Segmentation labeling items

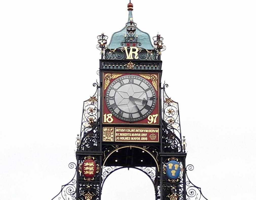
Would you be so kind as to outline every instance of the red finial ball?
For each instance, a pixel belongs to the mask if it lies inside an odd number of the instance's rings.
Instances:
[[[133,10],[133,5],[131,3],[130,3],[127,4],[127,10]]]

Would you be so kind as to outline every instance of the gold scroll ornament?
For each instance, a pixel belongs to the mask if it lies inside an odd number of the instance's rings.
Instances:
[[[105,79],[104,82],[104,90],[105,90],[107,89],[107,87],[110,83],[110,80],[119,77],[122,75],[122,74],[106,74],[104,76],[104,79]]]
[[[140,74],[140,76],[148,80],[151,80],[152,81],[152,85],[154,86],[157,92],[157,76],[155,74]]]

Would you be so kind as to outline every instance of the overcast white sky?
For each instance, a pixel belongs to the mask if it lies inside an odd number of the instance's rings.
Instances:
[[[0,1],[1,199],[50,199],[71,179],[99,80],[97,36],[124,27],[129,2]],[[138,28],[164,39],[162,80],[179,103],[190,180],[209,200],[254,199],[256,1],[132,2]],[[148,178],[128,172],[107,179],[102,200],[153,200]]]

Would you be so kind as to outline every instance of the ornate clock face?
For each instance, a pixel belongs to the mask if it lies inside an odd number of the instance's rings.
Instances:
[[[151,84],[135,75],[126,75],[116,79],[107,90],[107,107],[117,118],[126,121],[140,121],[152,112],[156,97]]]

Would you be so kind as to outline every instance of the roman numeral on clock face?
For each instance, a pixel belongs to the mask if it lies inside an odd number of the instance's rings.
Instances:
[[[109,98],[109,100],[114,100],[114,96],[108,96],[108,98]]]
[[[129,83],[133,83],[134,82],[134,79],[133,78],[131,78],[129,80]]]

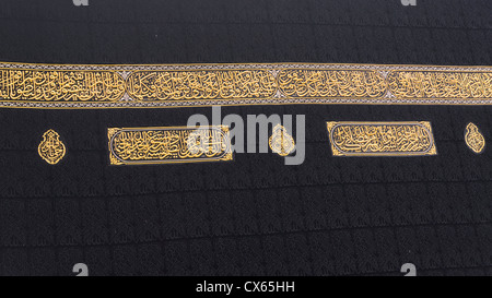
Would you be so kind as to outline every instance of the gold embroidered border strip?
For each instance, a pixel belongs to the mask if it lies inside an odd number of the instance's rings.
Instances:
[[[431,123],[327,122],[335,156],[437,155]]]
[[[0,63],[0,107],[491,105],[492,67]]]
[[[109,128],[110,165],[232,160],[229,128]]]

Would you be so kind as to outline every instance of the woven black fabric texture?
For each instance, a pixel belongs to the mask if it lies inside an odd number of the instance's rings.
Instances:
[[[492,65],[492,1],[0,1],[0,60]],[[108,127],[210,108],[0,110],[0,274],[492,275],[492,107],[288,105],[306,159],[108,165]],[[326,121],[431,121],[437,156],[331,156]],[[472,121],[488,142],[464,142]],[[60,164],[37,154],[55,129]]]

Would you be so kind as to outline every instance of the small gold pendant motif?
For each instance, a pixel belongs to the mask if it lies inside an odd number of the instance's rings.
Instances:
[[[465,142],[467,146],[475,153],[480,154],[485,148],[485,138],[479,128],[473,123],[468,123],[465,129]]]
[[[268,140],[268,144],[270,145],[271,151],[280,156],[288,156],[295,148],[294,139],[281,124],[277,124],[273,128],[273,133]]]
[[[43,141],[39,143],[37,152],[46,163],[56,165],[63,158],[67,151],[60,141],[60,135],[50,129],[43,134]]]

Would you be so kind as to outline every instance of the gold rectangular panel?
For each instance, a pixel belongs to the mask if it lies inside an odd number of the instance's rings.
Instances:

## [WHAT TO WORK ON]
Format the lines of the items as a Markdown table with the columns Row and Item line, skipping any blank lines. Start with the line containing "gold rectangular panel?" and continue through the end of the items.

## [EXERCISE RESPONSE]
| Row | Item line |
|---|---|
| 1 | Would you be so kind as to outline every instance of the gold rectangular panel? |
| 2 | For each instance, a pixel belongs to the mask if it lies inside an odd number of the instance's rings. |
| 3 | Instances: |